[Named object pointing entries]
╭──
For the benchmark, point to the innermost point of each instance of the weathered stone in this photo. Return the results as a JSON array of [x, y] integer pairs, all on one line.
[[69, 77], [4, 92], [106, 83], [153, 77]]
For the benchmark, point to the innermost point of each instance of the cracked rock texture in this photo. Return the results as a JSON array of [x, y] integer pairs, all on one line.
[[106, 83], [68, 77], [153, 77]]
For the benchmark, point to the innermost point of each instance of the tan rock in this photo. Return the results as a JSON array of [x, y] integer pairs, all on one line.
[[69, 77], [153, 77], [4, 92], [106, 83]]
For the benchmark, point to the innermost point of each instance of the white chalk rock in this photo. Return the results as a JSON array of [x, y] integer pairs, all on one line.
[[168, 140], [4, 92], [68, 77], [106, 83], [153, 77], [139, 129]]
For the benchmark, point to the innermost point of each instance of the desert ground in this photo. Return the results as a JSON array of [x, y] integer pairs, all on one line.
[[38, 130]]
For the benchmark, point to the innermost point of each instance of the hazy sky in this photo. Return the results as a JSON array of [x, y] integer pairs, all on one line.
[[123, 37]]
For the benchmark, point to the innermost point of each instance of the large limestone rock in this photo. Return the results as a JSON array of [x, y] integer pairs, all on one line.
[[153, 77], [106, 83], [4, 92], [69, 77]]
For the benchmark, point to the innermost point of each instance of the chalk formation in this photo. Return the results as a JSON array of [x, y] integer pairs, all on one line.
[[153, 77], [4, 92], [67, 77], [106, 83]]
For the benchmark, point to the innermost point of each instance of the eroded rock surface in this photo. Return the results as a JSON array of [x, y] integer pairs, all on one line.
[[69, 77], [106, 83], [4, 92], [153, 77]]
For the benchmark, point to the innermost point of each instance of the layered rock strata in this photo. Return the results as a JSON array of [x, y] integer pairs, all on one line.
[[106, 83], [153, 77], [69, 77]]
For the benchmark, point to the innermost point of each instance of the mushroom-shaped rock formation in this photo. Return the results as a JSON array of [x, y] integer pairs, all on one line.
╰──
• Directive: Lay out the lines of the listing above as a numbered list, from the first line through the line containing "[[106, 83], [68, 77], [153, 77]]", omitting blank lines.

• Written response:
1. For the benchmark, point to the innermost point of each instance of the weathered stone in this photo. Return the results as a JSON array of [x, y] integer pairs, all on one line.
2. [[69, 77], [4, 92], [106, 83], [153, 77]]
3. For the benchmark, point to the innermost point of each instance of the cracked rock texture in this photo. Return the results as a JSON array of [x, y] integer pairs, all on one line.
4. [[106, 83], [68, 77], [153, 77]]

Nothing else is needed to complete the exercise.